What this task involves → Rewrite the listing below with every "per_instance" renamed to "per_item" and all else left unchanged. Leave the pictures out of your version.

Point labeling examples →
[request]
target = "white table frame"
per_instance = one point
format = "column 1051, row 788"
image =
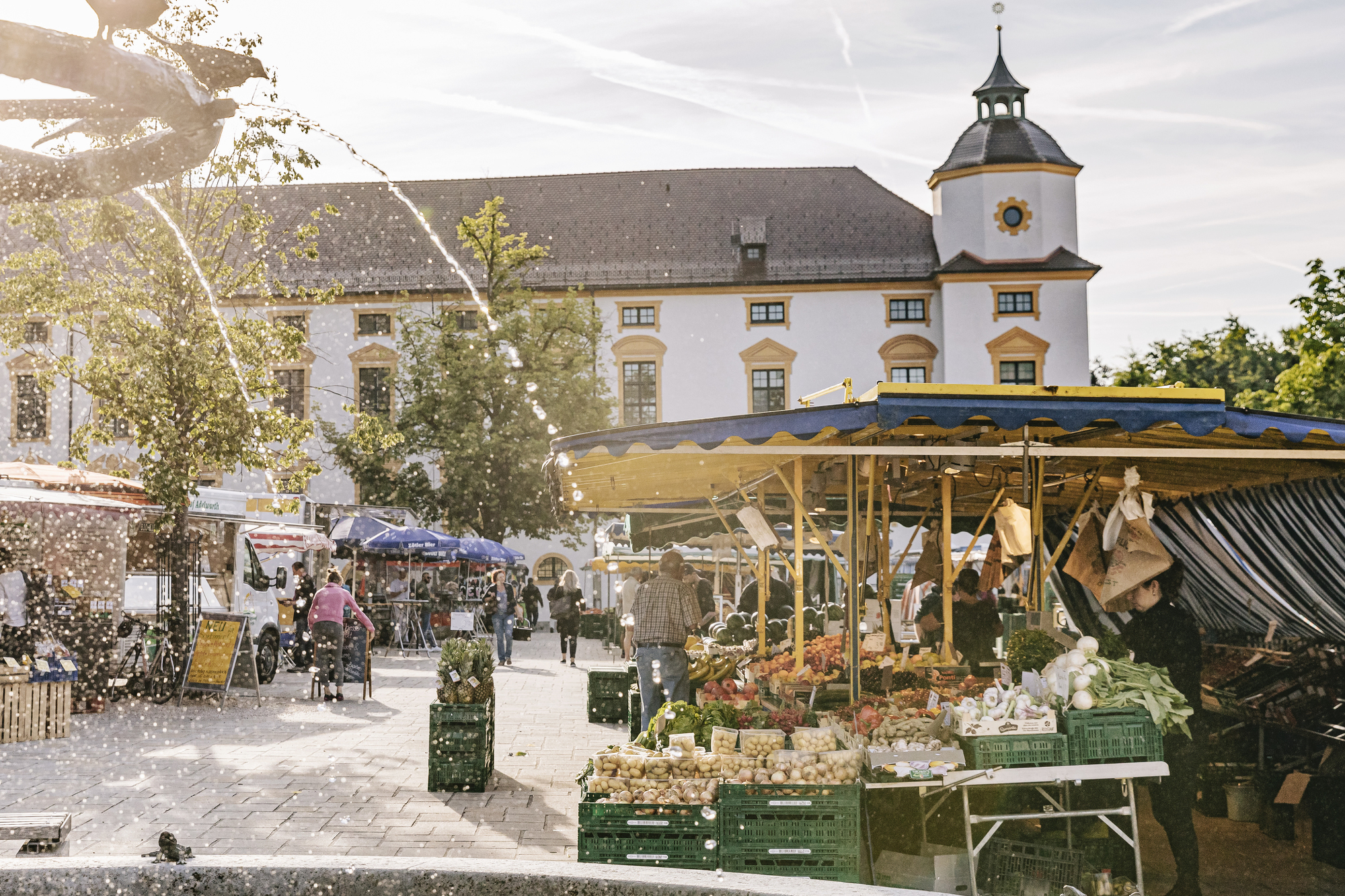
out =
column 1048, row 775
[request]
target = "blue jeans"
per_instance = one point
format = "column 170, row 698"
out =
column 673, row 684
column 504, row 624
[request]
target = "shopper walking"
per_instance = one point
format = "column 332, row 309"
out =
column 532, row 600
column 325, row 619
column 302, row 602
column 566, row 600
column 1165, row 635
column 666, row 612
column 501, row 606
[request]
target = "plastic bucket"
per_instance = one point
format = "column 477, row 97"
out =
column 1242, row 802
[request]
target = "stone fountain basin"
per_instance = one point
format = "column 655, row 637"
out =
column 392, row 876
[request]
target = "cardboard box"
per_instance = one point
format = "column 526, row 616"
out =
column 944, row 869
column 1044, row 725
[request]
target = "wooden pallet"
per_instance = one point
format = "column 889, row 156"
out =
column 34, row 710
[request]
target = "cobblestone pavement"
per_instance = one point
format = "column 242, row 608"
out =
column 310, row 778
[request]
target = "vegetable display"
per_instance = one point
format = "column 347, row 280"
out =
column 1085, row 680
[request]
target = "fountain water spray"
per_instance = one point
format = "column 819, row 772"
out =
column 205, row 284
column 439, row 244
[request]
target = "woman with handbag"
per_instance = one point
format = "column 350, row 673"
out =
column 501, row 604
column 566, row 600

Worked solution →
[request]
target = "white table frame"
per_item = one point
format = "column 1051, row 788"
image =
out =
column 1048, row 775
[request]
target = "blue jeans"
per_item = one point
format = "column 170, row 698"
out =
column 673, row 684
column 504, row 624
[request]
target = "shopper walking"
per_item = one point
format = "column 332, row 309"
out =
column 532, row 600
column 325, row 619
column 302, row 602
column 566, row 600
column 1165, row 635
column 666, row 612
column 501, row 606
[request]
target = "plastic bucket"
per_item = one point
format = "column 477, row 97"
out =
column 1242, row 802
[request]
target = "stone fountain basin"
per_item = one point
format = "column 655, row 637"
out =
column 392, row 876
[request]
target = "cardboard box"
per_item = one point
format = "column 526, row 616"
out =
column 944, row 869
column 1044, row 725
[request]
target = "wooden pallet"
per_item = one point
format = "column 889, row 156"
out =
column 34, row 710
[request]
target = "cobblestone pavement"
per_item = one point
format = "column 242, row 608"
out =
column 310, row 778
[request]
target = "vegetable display"
per_item = one point
format = "column 347, row 280"
out =
column 1085, row 680
[request]
target = "fountain water spray"
per_item = one point
format = "column 819, row 772"
out =
column 205, row 284
column 439, row 244
[request]
target = "woman with handbag"
per_item = one point
format = "column 350, row 673"
out =
column 501, row 604
column 566, row 600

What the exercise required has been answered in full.